◆ **Your objective**: Your task is to reproduce the material exactly.

-- start Input --

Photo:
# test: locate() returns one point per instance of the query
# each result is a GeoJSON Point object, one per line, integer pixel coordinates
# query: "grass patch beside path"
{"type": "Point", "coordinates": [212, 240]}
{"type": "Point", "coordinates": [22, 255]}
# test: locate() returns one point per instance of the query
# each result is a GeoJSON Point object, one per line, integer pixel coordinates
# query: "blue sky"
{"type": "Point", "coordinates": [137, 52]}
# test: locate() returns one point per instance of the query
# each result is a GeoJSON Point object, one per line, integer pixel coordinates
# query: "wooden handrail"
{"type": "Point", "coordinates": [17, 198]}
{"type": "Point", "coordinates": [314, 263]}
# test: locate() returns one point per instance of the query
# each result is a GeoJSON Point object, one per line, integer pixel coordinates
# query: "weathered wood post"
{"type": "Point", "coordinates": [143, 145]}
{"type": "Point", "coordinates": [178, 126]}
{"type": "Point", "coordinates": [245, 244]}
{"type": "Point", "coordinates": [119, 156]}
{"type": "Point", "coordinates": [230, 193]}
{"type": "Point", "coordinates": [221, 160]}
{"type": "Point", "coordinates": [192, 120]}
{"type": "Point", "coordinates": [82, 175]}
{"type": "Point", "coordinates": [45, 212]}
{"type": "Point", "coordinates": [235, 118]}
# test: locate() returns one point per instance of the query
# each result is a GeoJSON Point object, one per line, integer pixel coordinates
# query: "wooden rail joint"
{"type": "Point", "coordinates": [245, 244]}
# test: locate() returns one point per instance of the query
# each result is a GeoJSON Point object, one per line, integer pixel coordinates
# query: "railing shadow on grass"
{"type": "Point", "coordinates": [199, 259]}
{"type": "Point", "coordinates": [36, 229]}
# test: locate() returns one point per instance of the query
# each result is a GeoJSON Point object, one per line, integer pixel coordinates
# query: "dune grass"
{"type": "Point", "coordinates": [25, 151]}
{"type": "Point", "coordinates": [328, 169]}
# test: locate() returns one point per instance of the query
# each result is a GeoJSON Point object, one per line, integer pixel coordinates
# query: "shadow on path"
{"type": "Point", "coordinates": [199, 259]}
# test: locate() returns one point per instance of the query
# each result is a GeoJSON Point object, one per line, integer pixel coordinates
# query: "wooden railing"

-- end Input --

◆ **Problem solution**:
Photo:
# test: locate() returns one point per instance of the query
# each result is a GeoJSON Point object, one per line, integer pixel coordinates
# query: "grass patch beside path"
{"type": "Point", "coordinates": [212, 240]}
{"type": "Point", "coordinates": [22, 255]}
# test: locate() returns one point per instance of the query
# each result is a GeoJSON Point object, one per line, integer pixel coordinates
# query: "blue sky"
{"type": "Point", "coordinates": [137, 52]}
# test: locate() returns one point per instance of the query
# each result is a GeoJSON Point object, one per line, integer pixel coordinates
# query: "wooden handrail"
{"type": "Point", "coordinates": [17, 198]}
{"type": "Point", "coordinates": [314, 263]}
# test: locate() returns one point per instance of the query
# each result is a GeoJSON Point object, one per line, integer pixel coordinates
# query: "weathered wood post"
{"type": "Point", "coordinates": [143, 145]}
{"type": "Point", "coordinates": [178, 126]}
{"type": "Point", "coordinates": [245, 244]}
{"type": "Point", "coordinates": [119, 156]}
{"type": "Point", "coordinates": [230, 193]}
{"type": "Point", "coordinates": [221, 160]}
{"type": "Point", "coordinates": [192, 120]}
{"type": "Point", "coordinates": [82, 175]}
{"type": "Point", "coordinates": [45, 212]}
{"type": "Point", "coordinates": [235, 118]}
# test: locate() returns one point per instance of the query
# each result is a GeoJSON Point object, one per line, integer pixel coordinates
# query: "wooden rail joint"
{"type": "Point", "coordinates": [245, 244]}
# test: locate() returns one point per instance of the query
# each result is a GeoJSON Point object, one per line, integer pixel coordinates
# query: "railing shadow on grass"
{"type": "Point", "coordinates": [199, 259]}
{"type": "Point", "coordinates": [36, 229]}
# test: locate() returns one point per instance of the query
# each result is a GeoJSON Point object, one per line, integer pixel coordinates
# query: "dune grass"
{"type": "Point", "coordinates": [25, 151]}
{"type": "Point", "coordinates": [328, 169]}
# test: locate() returns one point per instance of the query
# each result is a GeoJSON Point object, one per line, integer pixel coordinates
# query: "shadow on path"
{"type": "Point", "coordinates": [199, 259]}
# test: locate() returns one point per instance of the query
# each result is a GeoJSON Point object, one per line, integer pixel coordinates
# query: "wooden railing"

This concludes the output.